(Items listed in a dataset)

=-=-=

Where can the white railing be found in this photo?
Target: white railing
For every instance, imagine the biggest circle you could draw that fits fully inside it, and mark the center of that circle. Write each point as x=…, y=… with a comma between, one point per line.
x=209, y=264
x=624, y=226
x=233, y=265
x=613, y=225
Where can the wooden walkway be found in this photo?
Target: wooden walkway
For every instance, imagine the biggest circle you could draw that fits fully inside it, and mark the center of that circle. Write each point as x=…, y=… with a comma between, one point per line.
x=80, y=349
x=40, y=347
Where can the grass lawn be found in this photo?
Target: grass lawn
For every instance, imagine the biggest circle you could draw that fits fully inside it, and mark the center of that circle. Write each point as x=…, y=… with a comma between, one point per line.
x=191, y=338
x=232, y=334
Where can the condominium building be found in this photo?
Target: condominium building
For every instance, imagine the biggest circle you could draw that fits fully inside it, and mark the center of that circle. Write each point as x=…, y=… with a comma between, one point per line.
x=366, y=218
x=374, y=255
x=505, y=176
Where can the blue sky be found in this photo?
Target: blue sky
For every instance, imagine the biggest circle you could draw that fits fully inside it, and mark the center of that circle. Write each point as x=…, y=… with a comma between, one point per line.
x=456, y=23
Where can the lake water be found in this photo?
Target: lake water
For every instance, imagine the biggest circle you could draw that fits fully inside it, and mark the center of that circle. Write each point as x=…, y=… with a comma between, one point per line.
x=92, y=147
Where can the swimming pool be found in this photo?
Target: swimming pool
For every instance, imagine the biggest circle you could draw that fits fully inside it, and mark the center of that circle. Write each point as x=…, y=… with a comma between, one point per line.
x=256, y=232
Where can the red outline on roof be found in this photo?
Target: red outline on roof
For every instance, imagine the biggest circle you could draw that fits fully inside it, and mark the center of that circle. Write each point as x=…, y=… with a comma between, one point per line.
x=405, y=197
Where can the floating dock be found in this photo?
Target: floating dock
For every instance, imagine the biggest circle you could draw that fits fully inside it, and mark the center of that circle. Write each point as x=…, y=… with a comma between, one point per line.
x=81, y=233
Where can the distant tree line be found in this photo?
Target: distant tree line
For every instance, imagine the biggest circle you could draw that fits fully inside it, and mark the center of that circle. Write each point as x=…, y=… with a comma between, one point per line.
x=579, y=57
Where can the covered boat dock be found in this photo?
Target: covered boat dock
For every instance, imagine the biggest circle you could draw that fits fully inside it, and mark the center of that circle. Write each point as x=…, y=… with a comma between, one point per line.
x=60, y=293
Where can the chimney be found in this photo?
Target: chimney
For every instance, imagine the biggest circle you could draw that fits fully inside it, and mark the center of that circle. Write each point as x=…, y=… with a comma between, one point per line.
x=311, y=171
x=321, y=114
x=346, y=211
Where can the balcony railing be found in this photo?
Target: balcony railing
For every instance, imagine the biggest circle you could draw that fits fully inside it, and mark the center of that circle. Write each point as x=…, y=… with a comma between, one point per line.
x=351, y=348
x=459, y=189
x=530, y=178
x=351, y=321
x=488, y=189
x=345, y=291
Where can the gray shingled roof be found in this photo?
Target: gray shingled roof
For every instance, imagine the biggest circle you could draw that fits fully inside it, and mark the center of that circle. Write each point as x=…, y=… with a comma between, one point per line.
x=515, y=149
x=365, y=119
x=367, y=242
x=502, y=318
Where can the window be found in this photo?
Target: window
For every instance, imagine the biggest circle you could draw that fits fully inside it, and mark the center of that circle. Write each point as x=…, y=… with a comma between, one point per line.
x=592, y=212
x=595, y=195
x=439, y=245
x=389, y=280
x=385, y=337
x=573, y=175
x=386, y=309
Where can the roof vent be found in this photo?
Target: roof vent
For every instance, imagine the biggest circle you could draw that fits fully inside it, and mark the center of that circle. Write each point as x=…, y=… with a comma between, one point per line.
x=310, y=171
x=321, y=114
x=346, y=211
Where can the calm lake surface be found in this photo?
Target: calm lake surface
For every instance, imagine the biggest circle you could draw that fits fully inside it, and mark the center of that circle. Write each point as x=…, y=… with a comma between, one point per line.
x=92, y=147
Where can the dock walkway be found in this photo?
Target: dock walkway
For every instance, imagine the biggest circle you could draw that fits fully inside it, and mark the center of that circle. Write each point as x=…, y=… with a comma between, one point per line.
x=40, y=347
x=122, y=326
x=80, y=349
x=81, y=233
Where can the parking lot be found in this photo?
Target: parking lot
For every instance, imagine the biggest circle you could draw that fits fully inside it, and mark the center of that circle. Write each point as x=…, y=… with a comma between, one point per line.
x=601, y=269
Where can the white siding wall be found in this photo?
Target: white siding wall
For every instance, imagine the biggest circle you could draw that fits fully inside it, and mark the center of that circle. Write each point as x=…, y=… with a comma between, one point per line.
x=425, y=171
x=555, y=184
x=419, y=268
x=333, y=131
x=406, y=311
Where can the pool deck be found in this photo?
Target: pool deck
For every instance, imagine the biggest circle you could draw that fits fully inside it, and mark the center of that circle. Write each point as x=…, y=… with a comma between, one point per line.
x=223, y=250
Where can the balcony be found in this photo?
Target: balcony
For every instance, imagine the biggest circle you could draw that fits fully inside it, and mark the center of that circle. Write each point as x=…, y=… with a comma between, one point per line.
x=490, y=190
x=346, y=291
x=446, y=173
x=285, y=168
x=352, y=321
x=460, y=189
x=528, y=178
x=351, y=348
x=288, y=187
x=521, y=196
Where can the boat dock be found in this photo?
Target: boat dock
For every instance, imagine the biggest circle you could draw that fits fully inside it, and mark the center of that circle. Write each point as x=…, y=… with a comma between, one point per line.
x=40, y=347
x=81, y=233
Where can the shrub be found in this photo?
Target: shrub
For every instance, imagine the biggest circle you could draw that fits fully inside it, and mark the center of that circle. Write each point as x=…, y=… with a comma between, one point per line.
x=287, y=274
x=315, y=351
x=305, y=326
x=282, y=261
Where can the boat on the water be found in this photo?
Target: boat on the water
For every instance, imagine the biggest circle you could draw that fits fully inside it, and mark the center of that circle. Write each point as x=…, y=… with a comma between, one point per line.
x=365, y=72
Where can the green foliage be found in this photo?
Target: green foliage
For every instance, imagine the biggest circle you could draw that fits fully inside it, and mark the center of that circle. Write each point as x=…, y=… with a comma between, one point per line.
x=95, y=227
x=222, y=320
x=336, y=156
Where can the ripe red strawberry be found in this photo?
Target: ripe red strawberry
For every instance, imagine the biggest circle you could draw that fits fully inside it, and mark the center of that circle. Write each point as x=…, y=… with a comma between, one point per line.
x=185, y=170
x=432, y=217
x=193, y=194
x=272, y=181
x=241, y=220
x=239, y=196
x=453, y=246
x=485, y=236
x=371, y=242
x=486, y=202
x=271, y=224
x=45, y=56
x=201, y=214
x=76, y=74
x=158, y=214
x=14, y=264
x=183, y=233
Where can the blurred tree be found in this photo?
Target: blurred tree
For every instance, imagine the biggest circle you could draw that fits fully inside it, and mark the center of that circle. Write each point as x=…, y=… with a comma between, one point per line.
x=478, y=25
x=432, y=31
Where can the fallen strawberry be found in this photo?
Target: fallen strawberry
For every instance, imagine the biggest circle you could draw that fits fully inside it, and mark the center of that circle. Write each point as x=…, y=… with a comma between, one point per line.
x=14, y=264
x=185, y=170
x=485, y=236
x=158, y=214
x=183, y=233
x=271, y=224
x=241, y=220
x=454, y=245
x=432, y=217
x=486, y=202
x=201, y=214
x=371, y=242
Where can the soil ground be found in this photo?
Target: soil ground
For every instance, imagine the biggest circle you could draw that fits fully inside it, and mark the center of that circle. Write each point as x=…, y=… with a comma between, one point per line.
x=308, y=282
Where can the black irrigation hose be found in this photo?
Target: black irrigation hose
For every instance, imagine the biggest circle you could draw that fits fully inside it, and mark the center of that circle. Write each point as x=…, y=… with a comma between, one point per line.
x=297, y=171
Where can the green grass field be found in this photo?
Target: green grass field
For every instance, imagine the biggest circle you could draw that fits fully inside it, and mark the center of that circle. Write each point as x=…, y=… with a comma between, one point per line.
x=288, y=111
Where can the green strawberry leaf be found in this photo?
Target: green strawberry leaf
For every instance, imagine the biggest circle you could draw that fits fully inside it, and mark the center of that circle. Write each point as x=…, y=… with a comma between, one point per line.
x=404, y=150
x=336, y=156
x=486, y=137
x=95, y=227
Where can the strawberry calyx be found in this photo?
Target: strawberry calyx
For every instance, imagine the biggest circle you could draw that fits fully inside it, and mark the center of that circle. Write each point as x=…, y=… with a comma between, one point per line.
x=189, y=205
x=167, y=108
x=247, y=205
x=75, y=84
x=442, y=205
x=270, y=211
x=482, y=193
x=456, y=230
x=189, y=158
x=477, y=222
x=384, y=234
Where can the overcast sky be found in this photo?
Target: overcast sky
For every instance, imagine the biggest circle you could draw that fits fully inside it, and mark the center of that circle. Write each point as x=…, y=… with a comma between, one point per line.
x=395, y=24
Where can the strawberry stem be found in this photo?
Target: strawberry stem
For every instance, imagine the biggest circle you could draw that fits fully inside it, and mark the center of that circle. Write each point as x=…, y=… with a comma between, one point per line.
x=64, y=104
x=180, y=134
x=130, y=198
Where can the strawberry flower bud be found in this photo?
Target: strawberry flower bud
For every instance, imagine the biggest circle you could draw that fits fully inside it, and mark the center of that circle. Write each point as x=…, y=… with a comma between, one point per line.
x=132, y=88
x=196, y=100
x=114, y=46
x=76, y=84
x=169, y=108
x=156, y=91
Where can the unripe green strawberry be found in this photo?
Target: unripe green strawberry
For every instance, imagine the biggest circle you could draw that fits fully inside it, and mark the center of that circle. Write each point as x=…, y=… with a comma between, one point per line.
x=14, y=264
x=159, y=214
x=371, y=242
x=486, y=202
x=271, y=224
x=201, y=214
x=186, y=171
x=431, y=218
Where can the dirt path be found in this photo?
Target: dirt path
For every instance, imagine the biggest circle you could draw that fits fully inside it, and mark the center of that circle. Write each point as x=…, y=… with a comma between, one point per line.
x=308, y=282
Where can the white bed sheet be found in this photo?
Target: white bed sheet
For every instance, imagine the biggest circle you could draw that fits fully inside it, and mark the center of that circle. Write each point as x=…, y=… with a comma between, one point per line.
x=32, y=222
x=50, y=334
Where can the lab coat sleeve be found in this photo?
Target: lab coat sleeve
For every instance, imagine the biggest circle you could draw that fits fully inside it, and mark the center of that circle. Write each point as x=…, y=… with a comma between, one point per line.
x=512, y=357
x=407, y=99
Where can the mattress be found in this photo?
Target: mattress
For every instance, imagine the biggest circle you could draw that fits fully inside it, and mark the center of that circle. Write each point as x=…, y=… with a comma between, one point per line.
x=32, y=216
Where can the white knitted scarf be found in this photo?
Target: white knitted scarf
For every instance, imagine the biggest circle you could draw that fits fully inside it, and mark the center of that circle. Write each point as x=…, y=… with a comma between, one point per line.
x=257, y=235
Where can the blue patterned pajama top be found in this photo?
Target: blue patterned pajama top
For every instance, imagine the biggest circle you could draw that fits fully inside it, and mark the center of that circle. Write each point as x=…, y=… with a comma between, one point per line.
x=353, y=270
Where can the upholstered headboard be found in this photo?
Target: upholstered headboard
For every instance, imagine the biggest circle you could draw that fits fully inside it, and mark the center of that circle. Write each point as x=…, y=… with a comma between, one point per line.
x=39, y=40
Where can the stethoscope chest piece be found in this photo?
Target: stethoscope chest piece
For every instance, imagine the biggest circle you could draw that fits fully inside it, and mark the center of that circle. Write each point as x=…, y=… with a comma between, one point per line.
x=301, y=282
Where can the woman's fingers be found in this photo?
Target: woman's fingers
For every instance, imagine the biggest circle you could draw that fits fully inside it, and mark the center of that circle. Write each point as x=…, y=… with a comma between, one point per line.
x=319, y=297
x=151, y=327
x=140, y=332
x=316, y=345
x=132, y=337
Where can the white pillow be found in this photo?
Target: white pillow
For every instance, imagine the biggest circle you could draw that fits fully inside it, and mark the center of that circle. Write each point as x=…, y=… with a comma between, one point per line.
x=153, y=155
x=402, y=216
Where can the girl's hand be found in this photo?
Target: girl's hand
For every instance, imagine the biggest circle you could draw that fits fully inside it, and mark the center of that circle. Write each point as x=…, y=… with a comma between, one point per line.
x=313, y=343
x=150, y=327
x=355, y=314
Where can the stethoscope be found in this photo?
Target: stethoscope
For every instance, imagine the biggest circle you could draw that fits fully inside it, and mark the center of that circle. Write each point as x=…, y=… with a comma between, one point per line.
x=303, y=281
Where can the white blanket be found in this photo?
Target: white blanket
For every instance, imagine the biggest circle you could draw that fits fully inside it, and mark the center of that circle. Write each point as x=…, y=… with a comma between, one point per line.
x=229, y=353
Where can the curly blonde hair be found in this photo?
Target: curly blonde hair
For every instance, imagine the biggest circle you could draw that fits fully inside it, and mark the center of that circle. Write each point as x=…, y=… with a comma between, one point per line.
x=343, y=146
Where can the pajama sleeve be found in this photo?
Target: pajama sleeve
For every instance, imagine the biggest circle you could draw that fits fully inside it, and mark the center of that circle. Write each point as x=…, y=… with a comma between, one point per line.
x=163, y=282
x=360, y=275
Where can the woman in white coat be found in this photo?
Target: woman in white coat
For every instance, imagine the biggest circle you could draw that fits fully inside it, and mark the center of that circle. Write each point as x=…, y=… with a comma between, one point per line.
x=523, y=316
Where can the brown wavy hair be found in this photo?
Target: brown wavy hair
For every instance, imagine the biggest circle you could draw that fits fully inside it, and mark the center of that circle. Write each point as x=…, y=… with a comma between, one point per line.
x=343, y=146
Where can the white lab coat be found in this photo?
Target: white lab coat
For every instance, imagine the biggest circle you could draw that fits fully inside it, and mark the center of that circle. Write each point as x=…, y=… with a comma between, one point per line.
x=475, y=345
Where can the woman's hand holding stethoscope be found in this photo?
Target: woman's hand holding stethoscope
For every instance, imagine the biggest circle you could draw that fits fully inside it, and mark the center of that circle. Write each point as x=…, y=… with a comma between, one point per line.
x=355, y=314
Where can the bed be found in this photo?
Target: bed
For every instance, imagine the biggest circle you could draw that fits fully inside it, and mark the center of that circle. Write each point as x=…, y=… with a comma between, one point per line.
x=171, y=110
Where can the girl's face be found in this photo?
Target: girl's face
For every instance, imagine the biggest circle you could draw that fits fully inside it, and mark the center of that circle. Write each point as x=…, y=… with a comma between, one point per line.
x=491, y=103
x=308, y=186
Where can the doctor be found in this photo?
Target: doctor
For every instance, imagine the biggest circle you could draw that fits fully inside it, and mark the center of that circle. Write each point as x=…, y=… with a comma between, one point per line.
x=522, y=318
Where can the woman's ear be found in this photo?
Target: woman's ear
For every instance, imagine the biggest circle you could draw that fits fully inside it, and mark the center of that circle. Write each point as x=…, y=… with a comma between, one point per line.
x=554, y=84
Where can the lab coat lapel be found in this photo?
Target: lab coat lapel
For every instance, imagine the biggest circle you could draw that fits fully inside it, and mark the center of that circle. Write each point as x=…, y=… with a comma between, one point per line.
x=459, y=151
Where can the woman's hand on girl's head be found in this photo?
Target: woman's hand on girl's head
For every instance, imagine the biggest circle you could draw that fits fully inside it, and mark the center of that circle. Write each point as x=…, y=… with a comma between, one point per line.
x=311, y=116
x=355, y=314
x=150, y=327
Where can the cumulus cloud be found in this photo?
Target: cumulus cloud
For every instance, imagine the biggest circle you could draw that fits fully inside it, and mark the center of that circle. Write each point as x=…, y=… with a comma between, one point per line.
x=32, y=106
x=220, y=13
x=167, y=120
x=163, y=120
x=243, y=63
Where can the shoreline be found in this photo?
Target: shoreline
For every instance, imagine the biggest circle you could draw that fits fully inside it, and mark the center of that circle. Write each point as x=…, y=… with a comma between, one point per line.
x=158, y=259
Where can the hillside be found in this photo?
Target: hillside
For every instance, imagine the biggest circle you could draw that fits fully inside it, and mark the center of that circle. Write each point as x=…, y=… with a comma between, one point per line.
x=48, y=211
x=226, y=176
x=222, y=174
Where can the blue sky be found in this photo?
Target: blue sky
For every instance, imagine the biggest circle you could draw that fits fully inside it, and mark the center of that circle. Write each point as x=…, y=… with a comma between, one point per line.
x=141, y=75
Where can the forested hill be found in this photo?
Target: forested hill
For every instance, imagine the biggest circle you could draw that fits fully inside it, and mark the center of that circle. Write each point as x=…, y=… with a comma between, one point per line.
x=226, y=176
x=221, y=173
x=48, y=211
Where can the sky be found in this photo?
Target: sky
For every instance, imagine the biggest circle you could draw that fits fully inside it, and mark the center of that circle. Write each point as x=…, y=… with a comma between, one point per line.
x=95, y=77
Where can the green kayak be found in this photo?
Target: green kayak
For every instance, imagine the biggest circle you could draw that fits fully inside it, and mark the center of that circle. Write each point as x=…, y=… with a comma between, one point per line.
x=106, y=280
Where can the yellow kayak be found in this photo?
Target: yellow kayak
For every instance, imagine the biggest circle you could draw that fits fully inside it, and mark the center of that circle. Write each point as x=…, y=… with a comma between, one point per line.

=-=-=

Problem to work on — Gather from the data above every line with the string "railing".

Response to this exercise —
Where can the white railing be found in this photo?
Target: white railing
Where can the balcony railing be found in this photo?
Target: balcony railing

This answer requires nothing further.